__Your task__:
The listing beneath should be written out in full, exactly as shown.

__Provided information__:
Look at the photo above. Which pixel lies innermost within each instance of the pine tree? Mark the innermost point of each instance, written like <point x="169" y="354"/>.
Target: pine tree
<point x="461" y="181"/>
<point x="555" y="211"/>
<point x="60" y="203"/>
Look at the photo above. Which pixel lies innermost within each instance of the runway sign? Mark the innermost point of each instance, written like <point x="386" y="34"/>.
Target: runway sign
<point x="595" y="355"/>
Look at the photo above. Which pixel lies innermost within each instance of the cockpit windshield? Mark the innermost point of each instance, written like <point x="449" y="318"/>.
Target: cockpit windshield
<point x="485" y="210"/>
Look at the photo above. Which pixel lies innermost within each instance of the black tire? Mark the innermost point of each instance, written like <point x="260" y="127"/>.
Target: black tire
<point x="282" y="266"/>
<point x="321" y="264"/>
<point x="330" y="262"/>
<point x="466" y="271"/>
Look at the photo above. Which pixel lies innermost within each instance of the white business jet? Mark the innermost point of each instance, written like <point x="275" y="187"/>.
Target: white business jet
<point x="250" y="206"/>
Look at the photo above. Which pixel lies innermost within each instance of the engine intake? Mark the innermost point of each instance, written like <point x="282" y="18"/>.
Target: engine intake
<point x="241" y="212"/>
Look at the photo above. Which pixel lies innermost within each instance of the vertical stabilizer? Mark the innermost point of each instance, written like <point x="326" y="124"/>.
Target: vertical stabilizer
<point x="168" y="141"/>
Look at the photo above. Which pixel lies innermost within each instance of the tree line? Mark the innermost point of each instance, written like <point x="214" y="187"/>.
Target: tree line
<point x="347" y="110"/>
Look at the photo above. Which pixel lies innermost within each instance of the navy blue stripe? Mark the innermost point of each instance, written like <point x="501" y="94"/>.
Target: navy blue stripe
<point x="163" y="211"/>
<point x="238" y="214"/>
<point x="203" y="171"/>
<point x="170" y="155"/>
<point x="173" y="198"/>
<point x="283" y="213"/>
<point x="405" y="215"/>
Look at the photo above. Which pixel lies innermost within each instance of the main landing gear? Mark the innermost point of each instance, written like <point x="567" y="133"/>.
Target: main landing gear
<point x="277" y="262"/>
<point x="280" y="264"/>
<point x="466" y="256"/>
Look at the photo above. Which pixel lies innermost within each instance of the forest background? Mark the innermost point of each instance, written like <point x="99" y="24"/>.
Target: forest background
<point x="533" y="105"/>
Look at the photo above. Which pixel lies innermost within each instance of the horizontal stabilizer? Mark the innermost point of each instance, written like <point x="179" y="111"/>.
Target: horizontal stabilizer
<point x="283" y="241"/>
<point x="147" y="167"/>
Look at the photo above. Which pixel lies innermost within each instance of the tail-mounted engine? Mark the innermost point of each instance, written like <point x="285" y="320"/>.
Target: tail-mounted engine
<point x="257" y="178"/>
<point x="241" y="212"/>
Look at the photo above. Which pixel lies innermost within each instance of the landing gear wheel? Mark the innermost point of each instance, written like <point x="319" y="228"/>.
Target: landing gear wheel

__Task answer__:
Look at the photo above. Which pixel lies innermost within each instance of the pine tree? Mark the innermost point of each instance, written like <point x="169" y="354"/>.
Target: pine tree
<point x="461" y="181"/>
<point x="555" y="211"/>
<point x="60" y="203"/>
Look at the photo above. Which pixel lies innermost within each instance of the runway sign? Mark the innermost point of each instance, written like <point x="386" y="34"/>.
Target: runway sign
<point x="595" y="355"/>
Look at the photo above. Which pixel lies innermost within each instance of the cockpit windshield? Mark the innermost point of each instance, written like <point x="449" y="318"/>.
Target: cockpit windshield
<point x="485" y="210"/>
Look at the photo above. Which pixel lies innermost within each instance of the black tire? Mark the innermost point of each instance, written like <point x="260" y="127"/>.
Target: black tire
<point x="282" y="266"/>
<point x="321" y="264"/>
<point x="330" y="262"/>
<point x="466" y="271"/>
Look at the photo above. Which pixel lies innermost within each instance of the white business jet? Mark the innermost point of each instance, written like <point x="275" y="187"/>.
Target: white business jet
<point x="250" y="206"/>
Look at the photo above. Which pixel lies innermost within each instance of the engine intake? Mark the innermost point of each instance, written like <point x="282" y="18"/>.
Target: engine intake
<point x="241" y="212"/>
Look at the photo above. Which pixel lies innermost within each instance of the vertical stabilizer? Mark the innermost point of each instance, written like <point x="326" y="124"/>.
Target: vertical stabilizer
<point x="168" y="141"/>
Look at the photo above. Which pixel lies innermost within each instance of the tree line? Mark the innermost point of each instance, written like <point x="214" y="187"/>.
Target: tree line
<point x="347" y="110"/>
Look at the photo above. Which pixel lies innermost within each instance of the navy blue stripe? Mark the innermost point of each instance, written like <point x="501" y="94"/>.
Target: navy blue stripe
<point x="163" y="211"/>
<point x="238" y="214"/>
<point x="203" y="171"/>
<point x="170" y="155"/>
<point x="173" y="198"/>
<point x="283" y="213"/>
<point x="405" y="215"/>
Look at the photo above. Which pixel lies innermost within each instance of the main landing gear? Mark the innermost point of each instance, written like <point x="567" y="133"/>.
Target: main landing gear
<point x="277" y="262"/>
<point x="280" y="264"/>
<point x="466" y="256"/>
Look at the photo above. Which pixel lies innermost within each instance of the forest background? Mark the innermost point of each instance, written like <point x="99" y="24"/>.
Target: forest background
<point x="533" y="105"/>
Look at the photo above. Which pixel lies innermost within each instance of the horizontal stabilizer? Mark the innermost point of each instance, written like <point x="179" y="111"/>.
Target: horizontal stabilizer
<point x="283" y="241"/>
<point x="147" y="167"/>
Look at the photo above. Which pixel lies innermost within each instance of the tail-mounted engine? Mark the innermost point of each instance, written like <point x="285" y="320"/>.
Target: tail-mounted engine
<point x="257" y="178"/>
<point x="241" y="212"/>
Look at the photo above. Which pixel lies innermost within each instance of the landing gear wheel? Mark the innermost point of each instance, written like <point x="319" y="228"/>.
Target: landing gear wheel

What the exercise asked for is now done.